──────── Textauszug

Zum perfekten Steak - Dank CFD-Simulation

Merkle CAE Solutions Bild Grillen CFD Simulation Teaser

Nun ist es wieder Zeit, wenn das Wetter passt, den Grill anzuwerfen. Leider bekomme ich auf dem heimatlichen Gasgrill die Steaks nicht immer ganz perfekt hinsichtlich der Wünsche meiner Gäste hin.

Mit einem Fleischthermometer wäre das zwar möglich, scheitert aber in der Praxis spätestens dann, wenn bei mehreren Gästen nur ein Thermometer zur Verfügung steht.

Außerdem weiß der Profi-Griller doch intuitiv, wenn das Fleisch so weit ist, oder etwa nicht?

────────────────
──────── Datensatzinhalt

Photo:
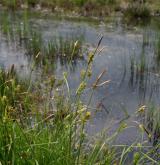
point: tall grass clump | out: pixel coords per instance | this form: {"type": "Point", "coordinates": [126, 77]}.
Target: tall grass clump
{"type": "Point", "coordinates": [67, 50]}
{"type": "Point", "coordinates": [151, 118]}
{"type": "Point", "coordinates": [157, 49]}
{"type": "Point", "coordinates": [54, 132]}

────────────────

● Aufgaben
1. Nenne alle Wörter im Textauszug, die die Buchstabenfolge „Grill“ enthalten.
2. Schreibe aus dem Textauszug wortwörtlich ab, beginnend bei „Mit einem Fleischthermometer“ und endend bei „zur Verfügung steht.“.

● Lösungen
1. Grillen, Grill, Gasgrill, Profi-Griller

2.
Mit einem Fleischthermometer wäre das zwar möglich, scheitert aber in der Praxis spätestens dann, wenn bei mehreren Gästen nur ein Thermometer zur Verfügung steht.